### What to work on
Give each line of the records again exactly and omit every picture.

### Material supplied
· · · · ·
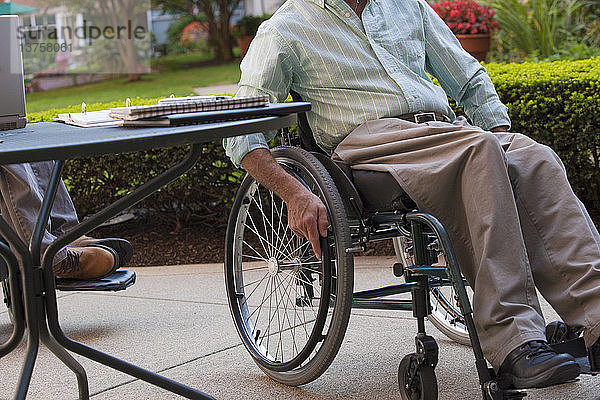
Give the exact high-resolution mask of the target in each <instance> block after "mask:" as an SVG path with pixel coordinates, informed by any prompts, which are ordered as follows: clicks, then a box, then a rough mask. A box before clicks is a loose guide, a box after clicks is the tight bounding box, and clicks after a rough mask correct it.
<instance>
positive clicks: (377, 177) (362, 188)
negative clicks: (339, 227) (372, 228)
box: [337, 163, 417, 212]
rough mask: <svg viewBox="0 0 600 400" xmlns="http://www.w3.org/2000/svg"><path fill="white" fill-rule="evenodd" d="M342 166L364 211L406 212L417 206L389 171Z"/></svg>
mask: <svg viewBox="0 0 600 400" xmlns="http://www.w3.org/2000/svg"><path fill="white" fill-rule="evenodd" d="M337 165H338V166H339V165H340V164H339V163H338V164H337ZM342 168H343V169H344V173H346V175H347V176H348V177H349V178H350V179H351V180H352V183H353V184H354V186H355V187H356V190H357V191H358V194H359V195H360V198H361V200H362V202H363V206H364V211H367V212H393V211H402V212H406V211H410V210H413V209H415V208H417V205H416V204H415V202H414V201H413V200H412V199H411V198H410V196H409V195H408V194H407V193H406V192H405V191H404V189H402V187H401V186H400V185H399V184H398V182H397V181H396V179H394V177H393V176H392V175H391V174H390V173H389V172H380V171H367V170H360V169H352V168H350V167H348V166H347V165H344V167H342Z"/></svg>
· · · · ·
### Answer section
Give the exact high-resolution mask of the target in each <instance> block after "mask:" as an SVG path with pixel coordinates, informed by any prompts, which are ordered as follows: clicks, then a box, then a rough mask. A box before clicks is a loose guide, a box after clicks is the tight bounding box, and clicks after a rough mask correct it.
<instance>
positive clicks: (377, 177) (362, 188)
negative clicks: (339, 227) (372, 228)
box: [337, 163, 417, 212]
rough mask: <svg viewBox="0 0 600 400" xmlns="http://www.w3.org/2000/svg"><path fill="white" fill-rule="evenodd" d="M342 166L364 211L406 212L417 206L389 171Z"/></svg>
mask: <svg viewBox="0 0 600 400" xmlns="http://www.w3.org/2000/svg"><path fill="white" fill-rule="evenodd" d="M337 165H338V166H339V165H340V164H339V163H338V164H337ZM342 168H343V169H344V173H346V175H347V176H348V177H349V178H350V179H351V180H352V183H353V184H354V186H355V187H356V190H357V191H358V194H359V195H360V198H361V200H362V202H363V206H364V211H367V212H393V211H402V212H406V211H410V210H413V209H415V208H417V205H416V204H415V202H414V201H413V200H412V199H411V198H410V196H409V195H408V194H407V193H406V192H405V191H404V189H402V187H401V186H400V185H399V184H398V182H397V181H396V179H394V177H393V176H392V175H391V174H390V173H389V172H380V171H367V170H360V169H352V168H350V167H348V166H347V165H344V167H342Z"/></svg>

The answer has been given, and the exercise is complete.